Pointing records for named objects
====

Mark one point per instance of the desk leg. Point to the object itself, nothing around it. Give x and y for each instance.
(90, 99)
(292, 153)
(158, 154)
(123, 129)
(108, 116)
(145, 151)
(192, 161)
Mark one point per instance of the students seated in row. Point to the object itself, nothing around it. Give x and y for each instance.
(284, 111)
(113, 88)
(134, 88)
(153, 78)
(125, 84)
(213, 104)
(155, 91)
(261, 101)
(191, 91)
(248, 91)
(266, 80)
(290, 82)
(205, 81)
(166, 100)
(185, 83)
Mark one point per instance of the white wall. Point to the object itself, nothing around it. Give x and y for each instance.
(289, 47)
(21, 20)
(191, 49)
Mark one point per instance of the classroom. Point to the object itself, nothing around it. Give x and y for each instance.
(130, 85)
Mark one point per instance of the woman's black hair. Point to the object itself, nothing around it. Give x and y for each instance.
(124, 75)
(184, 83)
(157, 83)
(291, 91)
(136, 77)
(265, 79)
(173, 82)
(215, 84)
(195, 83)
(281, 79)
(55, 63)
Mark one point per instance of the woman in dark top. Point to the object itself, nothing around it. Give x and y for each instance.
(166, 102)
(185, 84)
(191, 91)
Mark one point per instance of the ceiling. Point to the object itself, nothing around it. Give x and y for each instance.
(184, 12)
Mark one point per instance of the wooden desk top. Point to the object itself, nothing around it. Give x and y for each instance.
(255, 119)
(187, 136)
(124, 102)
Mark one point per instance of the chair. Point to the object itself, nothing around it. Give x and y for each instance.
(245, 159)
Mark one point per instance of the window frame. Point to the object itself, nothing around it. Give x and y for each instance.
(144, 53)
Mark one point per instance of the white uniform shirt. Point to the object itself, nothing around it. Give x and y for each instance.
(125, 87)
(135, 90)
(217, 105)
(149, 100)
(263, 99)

====

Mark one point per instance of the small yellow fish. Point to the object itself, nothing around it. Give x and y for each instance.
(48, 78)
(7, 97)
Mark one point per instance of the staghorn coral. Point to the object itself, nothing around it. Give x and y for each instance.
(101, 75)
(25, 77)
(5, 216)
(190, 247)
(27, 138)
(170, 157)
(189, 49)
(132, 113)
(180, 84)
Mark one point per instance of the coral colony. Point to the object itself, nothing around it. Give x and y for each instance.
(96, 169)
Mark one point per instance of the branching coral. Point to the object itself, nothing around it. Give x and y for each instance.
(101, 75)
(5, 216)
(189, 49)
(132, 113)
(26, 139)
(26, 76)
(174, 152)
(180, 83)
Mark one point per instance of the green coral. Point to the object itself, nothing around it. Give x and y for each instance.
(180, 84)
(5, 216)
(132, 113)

====

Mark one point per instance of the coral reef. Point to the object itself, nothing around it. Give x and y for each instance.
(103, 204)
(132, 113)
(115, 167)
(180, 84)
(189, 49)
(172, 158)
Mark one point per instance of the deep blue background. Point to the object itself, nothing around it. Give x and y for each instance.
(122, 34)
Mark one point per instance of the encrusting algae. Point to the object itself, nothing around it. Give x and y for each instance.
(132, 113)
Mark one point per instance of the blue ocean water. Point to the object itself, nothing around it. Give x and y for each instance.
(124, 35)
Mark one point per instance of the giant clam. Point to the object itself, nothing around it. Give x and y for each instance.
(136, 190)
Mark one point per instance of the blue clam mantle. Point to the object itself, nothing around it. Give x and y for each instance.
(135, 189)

====

• **EXERCISE DESCRIPTION**: Tally how many lines of the data above contain the word "white". Reply with that number only.

• **OUTPUT**: 2